__WHAT YOU HAVE TO DO__: Would you show every line from the records that holds "query"?

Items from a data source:
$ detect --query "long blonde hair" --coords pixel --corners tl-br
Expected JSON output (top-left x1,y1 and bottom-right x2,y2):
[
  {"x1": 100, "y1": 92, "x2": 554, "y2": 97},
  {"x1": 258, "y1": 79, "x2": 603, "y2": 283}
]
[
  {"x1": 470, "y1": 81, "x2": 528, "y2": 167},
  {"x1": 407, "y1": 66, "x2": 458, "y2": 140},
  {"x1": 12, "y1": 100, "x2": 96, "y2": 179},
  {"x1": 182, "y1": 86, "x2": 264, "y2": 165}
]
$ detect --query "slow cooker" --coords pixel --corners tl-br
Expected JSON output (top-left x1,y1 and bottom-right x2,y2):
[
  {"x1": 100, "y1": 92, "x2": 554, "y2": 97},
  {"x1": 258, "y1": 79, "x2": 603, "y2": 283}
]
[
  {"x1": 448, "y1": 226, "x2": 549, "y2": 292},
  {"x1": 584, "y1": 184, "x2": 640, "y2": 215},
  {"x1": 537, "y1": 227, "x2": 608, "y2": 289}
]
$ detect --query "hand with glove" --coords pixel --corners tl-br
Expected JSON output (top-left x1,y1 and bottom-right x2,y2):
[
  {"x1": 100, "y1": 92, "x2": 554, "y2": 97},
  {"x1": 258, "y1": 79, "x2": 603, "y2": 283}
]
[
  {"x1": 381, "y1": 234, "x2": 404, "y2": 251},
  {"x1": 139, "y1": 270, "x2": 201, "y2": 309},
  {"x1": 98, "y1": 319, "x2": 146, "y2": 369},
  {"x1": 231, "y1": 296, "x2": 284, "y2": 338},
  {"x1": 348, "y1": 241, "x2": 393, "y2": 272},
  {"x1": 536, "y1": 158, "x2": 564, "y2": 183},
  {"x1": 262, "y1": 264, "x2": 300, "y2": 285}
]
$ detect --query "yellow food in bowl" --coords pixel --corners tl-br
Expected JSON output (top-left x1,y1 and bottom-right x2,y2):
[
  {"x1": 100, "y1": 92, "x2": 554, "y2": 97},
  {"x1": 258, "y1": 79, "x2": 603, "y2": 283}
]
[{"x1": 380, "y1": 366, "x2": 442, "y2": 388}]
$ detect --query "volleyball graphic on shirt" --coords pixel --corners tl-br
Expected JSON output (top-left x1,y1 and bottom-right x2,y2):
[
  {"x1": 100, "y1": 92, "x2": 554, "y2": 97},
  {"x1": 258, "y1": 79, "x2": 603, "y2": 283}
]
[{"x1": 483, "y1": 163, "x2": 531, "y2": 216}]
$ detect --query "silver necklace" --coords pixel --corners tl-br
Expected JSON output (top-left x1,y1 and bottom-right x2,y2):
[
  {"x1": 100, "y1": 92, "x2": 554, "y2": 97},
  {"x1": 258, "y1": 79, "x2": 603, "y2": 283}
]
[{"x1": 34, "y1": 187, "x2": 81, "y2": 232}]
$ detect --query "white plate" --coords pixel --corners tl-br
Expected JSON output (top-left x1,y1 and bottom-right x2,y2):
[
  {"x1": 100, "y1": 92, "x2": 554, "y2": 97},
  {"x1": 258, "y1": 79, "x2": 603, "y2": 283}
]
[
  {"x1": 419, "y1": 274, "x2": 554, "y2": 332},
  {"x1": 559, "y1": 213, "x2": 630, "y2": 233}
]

__TASK ANSWER__:
$ detect --query "long blonde hair" --coords pixel --corners tl-br
$ detect --query "slow cooker" --coords pixel --corners tl-br
$ detect --query "hand with glove" --coords pixel --corners tl-br
$ detect --query "yellow food in bowl" --coords pixel --corners tl-br
$ detect --query "volleyball graphic on shirt" --coords pixel --corners tl-br
$ detect --query "silver necklace" --coords pixel --corners tl-br
$ detect --query "white plate" --coords pixel --corners tl-br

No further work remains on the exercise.